◆ **PARTS OF THE EXERCISE**
- a) According to the piece on reading and writing coaching, what may a child's procrastination stem from?
- b) Extend the piece on reading and writing coaching, picking up after its final sentence.

◆ **TEXT UNDER STUDY**
Could Your Child Benefit From A Reading and Writing/Executive Function Coach?

Could your child benefit from a Reading and Writing Coach? Many times, students who struggle in ELA (English), also struggle in other classes that require proficiency in both reading and writing. A student who lacks confidence in word recognition, struggles with writing stamina, and is a slow verbal processor, often gets bogged down in biology and global history. Homework takes forever, but your kid just won’t get started. You take away the games, the phone, the hanging around with friends, but all you get in return is resentment.You never used to fight, but now the entire family is brooding and the sense of failure is becoming contagious…A coach can’t make all the pain go away, but the situation may not be as bad as you or your child think. Your child’s procrastination may stem from a sense of inadequacy that stems from her adolescent tendency to compare herself with others. The habit of comparison leads to self-conscious, self-defeating behaviors that inhibit learning. It may be true that her vocabulary is less sophisticated than her best friend’s or that she reads more slowly than her younger brother. In the coaching relationship, we work through beliefs and behaviors that are not working, so we can gain behaviors, beliefs and skills that will help clients become better students. Not the BEST, but better. The best is simply a fiction.

◆ **INPUT DATA**
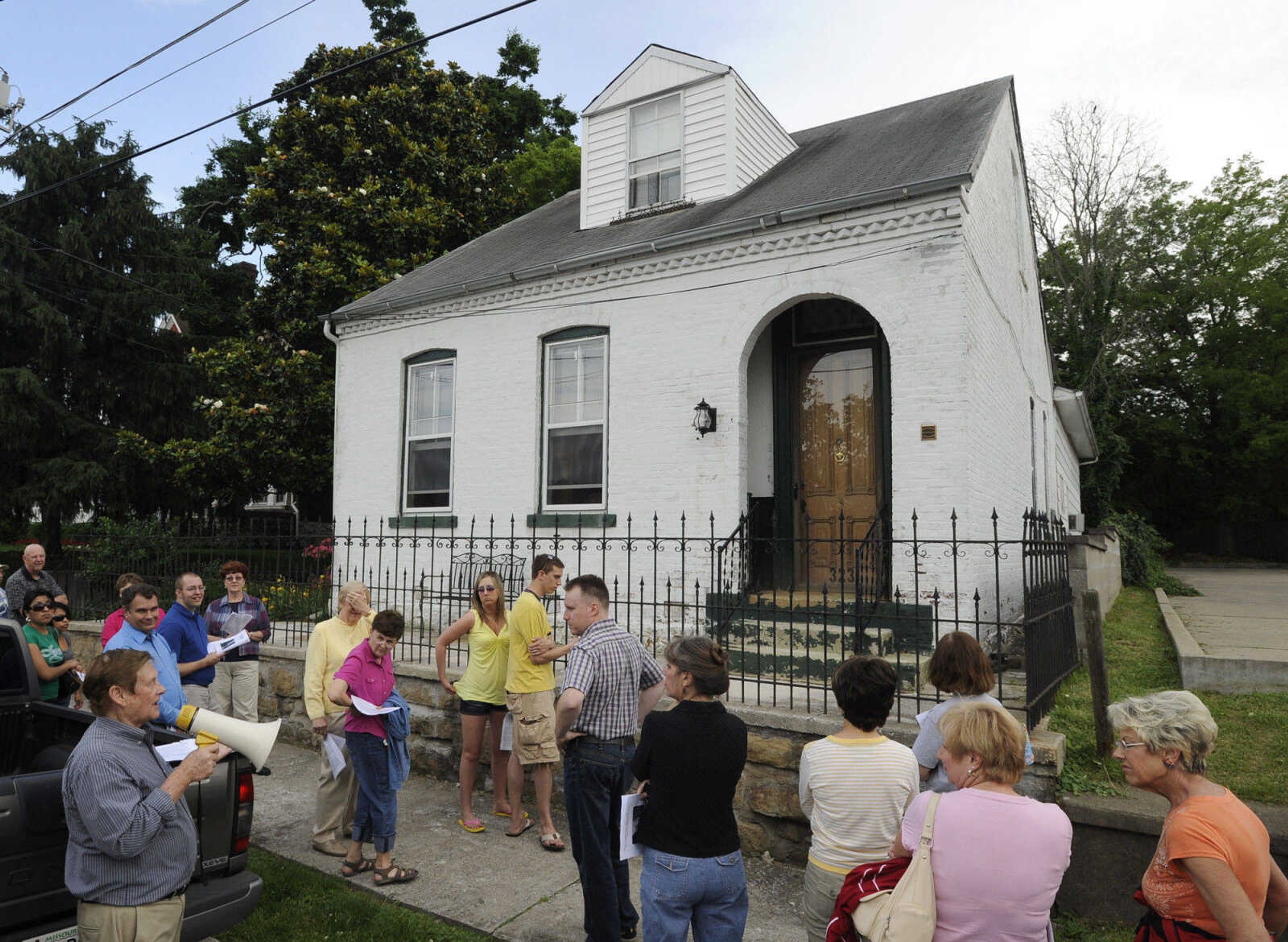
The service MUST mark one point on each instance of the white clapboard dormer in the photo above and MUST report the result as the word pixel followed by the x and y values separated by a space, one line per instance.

◆ **WRITTEN RESPONSES**
- a) A sense of inadequacy that stems from her adolescent tendency to compare herself with others.

- b)
Coaching can be long-term, transitional or project based. Clients may require coaching on a first book, a ten-page term paper, or a family memoir. Skills practiced may be global, or “executive functioning” skills, like project planning, time-management, conceptualization, or enhanced stamina, or granular–like how to paragraph, create dialogue, use quotations or write a literary scene. Reading coaching may also occur at any level (ages 10+) and for any length of time. If your child is a reluctant or advanced reader, coaching goes beyond the book at hand, extending to reading habits and reading progressions–which books prepare us to read higher level books–how do we go from enjoying The Hunger Games to reading more challenging novels? How do reluctant readers get from comic books to Chaucer? The path may be straighter than we think! Chaucer, after all, is comedic, filled with raunchy jokes and scatological humor.
Coaching is not tutoring. But it is also not not tutoring. When enlisting a coach, expect an experienced educator, who will observe work habits, and inquire about client attitudes and client beliefs. Reading and Writing coaches offer support in both granular skill development and in a broader sense, looking at the habits, beliefs and behaviors that boost client productivity and success. DON’T expect coaches to offer short cuts, or to hover over clients as they work. DO expect coaches to foster independence and client growth!